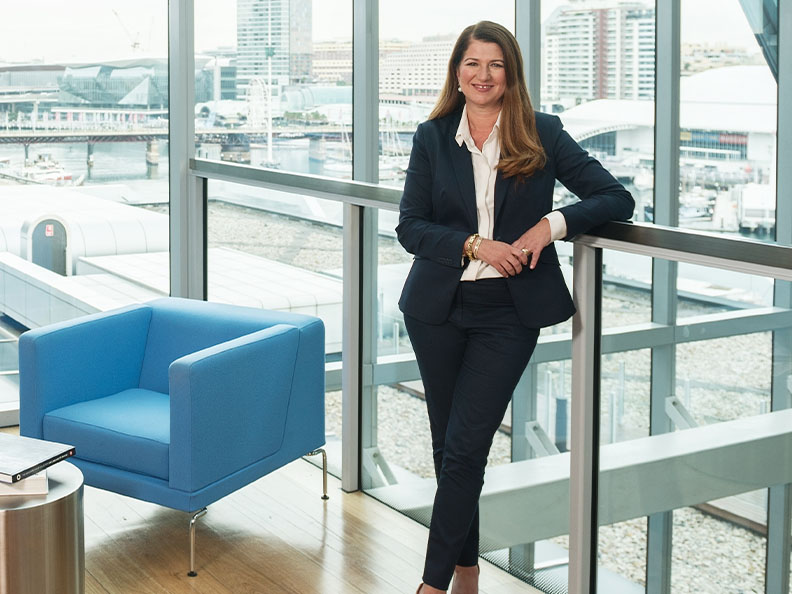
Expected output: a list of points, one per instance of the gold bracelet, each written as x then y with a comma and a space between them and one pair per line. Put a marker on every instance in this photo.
469, 246
475, 247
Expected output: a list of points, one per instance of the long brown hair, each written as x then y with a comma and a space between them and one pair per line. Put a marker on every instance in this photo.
521, 151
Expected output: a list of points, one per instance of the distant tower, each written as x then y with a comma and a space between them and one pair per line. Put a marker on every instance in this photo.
290, 24
599, 50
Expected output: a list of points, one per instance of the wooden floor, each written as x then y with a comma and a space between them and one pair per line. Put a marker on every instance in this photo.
274, 536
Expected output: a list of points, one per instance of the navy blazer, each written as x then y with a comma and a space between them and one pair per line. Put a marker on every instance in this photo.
438, 212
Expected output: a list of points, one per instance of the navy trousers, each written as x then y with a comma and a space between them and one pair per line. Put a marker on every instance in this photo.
470, 366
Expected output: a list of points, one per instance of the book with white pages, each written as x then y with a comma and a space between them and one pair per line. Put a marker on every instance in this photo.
21, 457
30, 487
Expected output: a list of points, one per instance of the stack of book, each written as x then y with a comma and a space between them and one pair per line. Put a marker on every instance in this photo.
23, 461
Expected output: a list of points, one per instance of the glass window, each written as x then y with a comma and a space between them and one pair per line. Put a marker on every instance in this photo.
273, 84
83, 162
598, 75
413, 63
708, 391
728, 101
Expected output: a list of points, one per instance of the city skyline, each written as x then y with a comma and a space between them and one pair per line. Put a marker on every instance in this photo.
126, 30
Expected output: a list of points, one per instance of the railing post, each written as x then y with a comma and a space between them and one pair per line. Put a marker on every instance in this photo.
584, 461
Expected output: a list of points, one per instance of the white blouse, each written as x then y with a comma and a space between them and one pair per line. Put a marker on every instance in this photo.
485, 162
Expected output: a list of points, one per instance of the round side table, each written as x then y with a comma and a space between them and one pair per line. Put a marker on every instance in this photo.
42, 541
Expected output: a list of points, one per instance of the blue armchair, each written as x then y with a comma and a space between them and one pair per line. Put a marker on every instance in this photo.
177, 402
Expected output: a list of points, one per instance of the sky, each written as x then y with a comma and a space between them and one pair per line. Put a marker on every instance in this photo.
108, 29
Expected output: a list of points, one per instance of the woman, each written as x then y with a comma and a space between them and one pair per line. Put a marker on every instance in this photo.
477, 215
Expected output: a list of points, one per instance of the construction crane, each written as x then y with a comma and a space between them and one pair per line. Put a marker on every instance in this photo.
133, 41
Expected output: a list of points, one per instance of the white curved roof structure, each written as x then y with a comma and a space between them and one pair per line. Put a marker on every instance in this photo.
733, 98
95, 227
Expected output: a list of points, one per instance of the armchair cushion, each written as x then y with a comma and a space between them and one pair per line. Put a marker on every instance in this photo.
107, 430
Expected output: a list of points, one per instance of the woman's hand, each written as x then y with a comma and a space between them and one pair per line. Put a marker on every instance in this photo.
532, 242
506, 259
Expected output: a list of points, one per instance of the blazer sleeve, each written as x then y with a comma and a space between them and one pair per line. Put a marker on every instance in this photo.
603, 198
418, 230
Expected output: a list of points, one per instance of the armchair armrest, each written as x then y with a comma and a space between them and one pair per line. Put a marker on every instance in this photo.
229, 405
77, 360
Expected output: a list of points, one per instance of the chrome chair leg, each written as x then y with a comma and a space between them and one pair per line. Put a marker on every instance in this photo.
193, 520
324, 470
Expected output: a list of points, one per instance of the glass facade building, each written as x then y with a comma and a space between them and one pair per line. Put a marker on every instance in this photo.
648, 445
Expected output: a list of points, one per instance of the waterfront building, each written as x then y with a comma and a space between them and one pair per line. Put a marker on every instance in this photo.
599, 50
276, 29
646, 451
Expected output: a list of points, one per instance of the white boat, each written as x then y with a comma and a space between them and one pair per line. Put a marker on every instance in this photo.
41, 170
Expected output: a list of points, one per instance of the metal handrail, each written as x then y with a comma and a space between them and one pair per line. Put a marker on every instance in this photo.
670, 243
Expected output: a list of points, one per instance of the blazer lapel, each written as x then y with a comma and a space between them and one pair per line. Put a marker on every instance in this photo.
502, 187
463, 169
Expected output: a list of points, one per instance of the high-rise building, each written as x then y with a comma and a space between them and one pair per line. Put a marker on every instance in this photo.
415, 69
277, 28
601, 50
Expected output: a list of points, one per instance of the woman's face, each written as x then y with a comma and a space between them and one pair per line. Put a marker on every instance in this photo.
482, 74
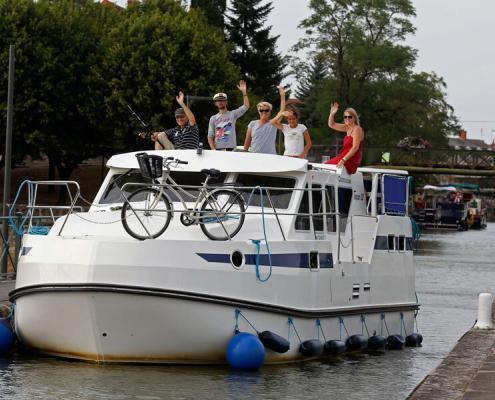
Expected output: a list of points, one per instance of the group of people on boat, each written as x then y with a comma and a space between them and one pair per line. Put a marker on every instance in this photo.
261, 134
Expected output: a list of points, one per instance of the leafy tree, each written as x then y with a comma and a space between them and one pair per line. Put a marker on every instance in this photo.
254, 47
214, 11
55, 93
156, 50
370, 69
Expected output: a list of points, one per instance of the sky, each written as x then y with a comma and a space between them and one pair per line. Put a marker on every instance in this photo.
453, 39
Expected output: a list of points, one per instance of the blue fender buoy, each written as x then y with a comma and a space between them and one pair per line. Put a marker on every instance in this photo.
414, 340
334, 347
395, 342
6, 337
311, 348
245, 351
274, 342
356, 342
377, 343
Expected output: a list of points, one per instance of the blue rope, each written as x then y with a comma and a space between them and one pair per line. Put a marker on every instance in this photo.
341, 322
363, 325
257, 242
291, 323
320, 328
402, 324
382, 316
236, 328
415, 229
239, 313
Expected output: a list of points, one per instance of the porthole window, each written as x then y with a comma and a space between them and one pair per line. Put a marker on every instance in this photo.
237, 259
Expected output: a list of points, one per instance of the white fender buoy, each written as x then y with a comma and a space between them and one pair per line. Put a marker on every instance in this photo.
--*--
_Exercise requirements_
Copy out each line exactly, without the pictures.

_Solution_
Expected output: a list of points, one per instance of the gold bracelet, each written as x then y with a comma and a space between them and one pair per line. Put a marker on every instance in this photo.
469, 246
475, 247
Expected output: a list of points, one per instance of the long brown hair, each written as x then y with a comma and a space between them and one pair per line. Put a marker on every instance in this photo.
521, 151
Expected output: a list of points, one per instance of the distant tower, each written as x then y with a comma and a space between them and one pair per line. Put a marker on every instance in this photo.
290, 24
599, 50
Expected output: a list of points, one per instance of the wooden floor, each written as x then y with a comma and a space between them and one pair per line. Put a marker on every instance in this photo.
274, 536
Expected output: a list of points, one per instance of the navy blazer, each written as x then y with a comma and a space between them and one pair per line. Put a marker on every instance in this photo.
438, 212
Expected output: a list of points, one per instance of the navy trousers, each written as x then y with a comma and a space between them and one pair per line. Put a marker on every instance in this photo.
470, 366
Expected output: a list of points, one per instance of the book with white pages, each written as x then y with a comma and a space between them and one pair per line. Put a marker on every instance in this photo.
21, 457
30, 487
Expected output: a list of points, one per instance of the stack of book, each written as x then y with a comma and a space between them and one pair per line. Put a marker on every instance in this photo.
23, 461
Expected output: a list of points, one per instance of the glass window, each written as x then y with a comma and a space between them and one pair per line. Put a marker on every instance in this photo.
273, 84
83, 162
598, 75
413, 63
708, 391
728, 101
Expected output: a list of points, one per instance of the city skyline, each written as x then y with a comma and a space between them and one pair per line. Put a marker on every instance in this photo.
126, 30
Expected output: a list of points, one per instance of the railing post, each written as x then y with a comma and a space between them and one pair per line. Put a marker on every instance in this photo.
584, 461
Expected output: a list of points, one per instance of the white blouse, each written as x then y with a comma and a space between them and one pair per line. Put a marker on every instance in this photo.
485, 162
Expected output: a list of points, one per instance of the round side table, each written as x then y with a comma and a space between them and one pair per line. Put a marker on every instance in this photo.
42, 541
Expected output: a list of points, one per instance of the blue armchair, each written as x then y with a comma and a space between them and one pair per line. Put a marker on every instance in this photo.
177, 402
Expected output: a list of points, one per instance of the sky, each written as x then y with a comma and a space between them and one pair per line. Put a marker on every instance in this photo.
108, 29
Expected output: a list of points, one per instance of the woman, each written as x then y with a comma and a space between them and one pair per line. Put a marker on every instance in this photo.
477, 215
Expected output: a list of points, one per instance of the construction crane, each written as x then y with a comma and a space between them and one pair per line. Put a marker on every instance in this photo.
133, 41
Expected output: a list of points, one per instance of the white curved roof structure, each written as x then y with a comma and a space between them and one pair per line. Put a marker on every instance in this photo.
733, 98
95, 227
Expected output: a list of points, one per instance of the armchair cushion, each written as x then y with a comma and a space between them and one pair per line. Put a marker on every instance in this photo.
107, 430
Expected output: a list of points, one per instance of the woman's hand, each written as x then y with a comma and a space between them and one pair per line. Put a marker on every instance in this photo.
532, 242
506, 259
Expected output: a list of points, one per instance of the blazer sleeve, each written as x then y with a comma and a space between them and one pair per line. Put a marker on every instance in this photo.
603, 198
418, 230
Expected output: a list of points, one per instance of the armchair armrest, each written as x then y with a comma and a space between them and one pair per line. Put a marker on every instance in this photo.
229, 405
77, 360
Expected output: a list of points, one per instance of the chrome chair leg, each written as x then y with a comma and a space between them and one pair per line. Put a marker on every instance in this photo.
193, 520
324, 470
Expected output: a list of points, one per instance of the glass facade building, each written as x then y with a comma and a space between them and one pair per line. Put a marker on every instance in this photo.
648, 445
Expected output: a list of points, one per instance of the waterfront building, each written as x then y with a comma and a space between them and one pair per line. Put a marker on every instance in this photo.
599, 50
276, 29
646, 451
Expected output: a list of points, one per instance of the white boat, each written as x then y with a comma and a space between them and one pair per line. Put a marker on every instance in this photo.
41, 170
Expected output: a list of points, one per instance of the metal handrail, each written as x then y with a comma and a space between them and one pair per line. Put a marker on every instance in this photo.
670, 243
Expected output: a list of points, one per instance of the blazer lapel, each written as x then y with a comma and a space between them and one pair per line. Put a marker on every instance in this photo.
502, 187
463, 169
Expected output: a list of points, one per instance of the high-rise building, each written as x then y with a comma and a space between them and one pair per line. Put a marker on every instance in this photo.
415, 69
277, 28
601, 50
Expected output: a list of points, one per instance of the woman's face, each written as x then y with a comma and a space between them and one pair per line. Put a marker on every instance in this photo.
482, 74
Expected output: a list of points, one per instance of the group of people on boat, each written as x then y with a comma and a space between them and one pair per line. Put a marker on every instance in this photo.
261, 134
Expected output: a list of points, one per instance of the leafy tree, each written as x then y with a comma and a space between them and one pair per line. Put a marker on every instance in this photo.
254, 47
214, 11
55, 93
156, 50
370, 69
Expected output: a list of points, one per instance of the sky, each written as x then y with a comma and a space between them and one pair per line. Put a marker on every instance in this photo.
453, 39
Expected output: a list of points, one per instance of the blue fender buoy, each written as x then y with a comma and a space between them and one pair per line. Put a marker on every instance in this photo.
414, 340
334, 347
395, 342
6, 337
311, 348
245, 351
274, 342
356, 342
377, 343
Expected output: a list of points, one per instance of the blue rope, each written as x then y with a comma and a space between them and one pair per line. Put a marker on every instance in this photo.
341, 322
363, 325
257, 242
291, 323
320, 328
402, 324
382, 316
236, 328
415, 229
239, 313
Expected output: a list of points, one per instance of the porthole window, each written as x then y with a comma and a space between them and one pair per line. Put a marker on every instance in this photo.
237, 259
Expected output: a list of points, one per instance of the white fender buoy, each written as x then y with a comma and a space between them and one pair per line. Put a marker on every instance in this photo.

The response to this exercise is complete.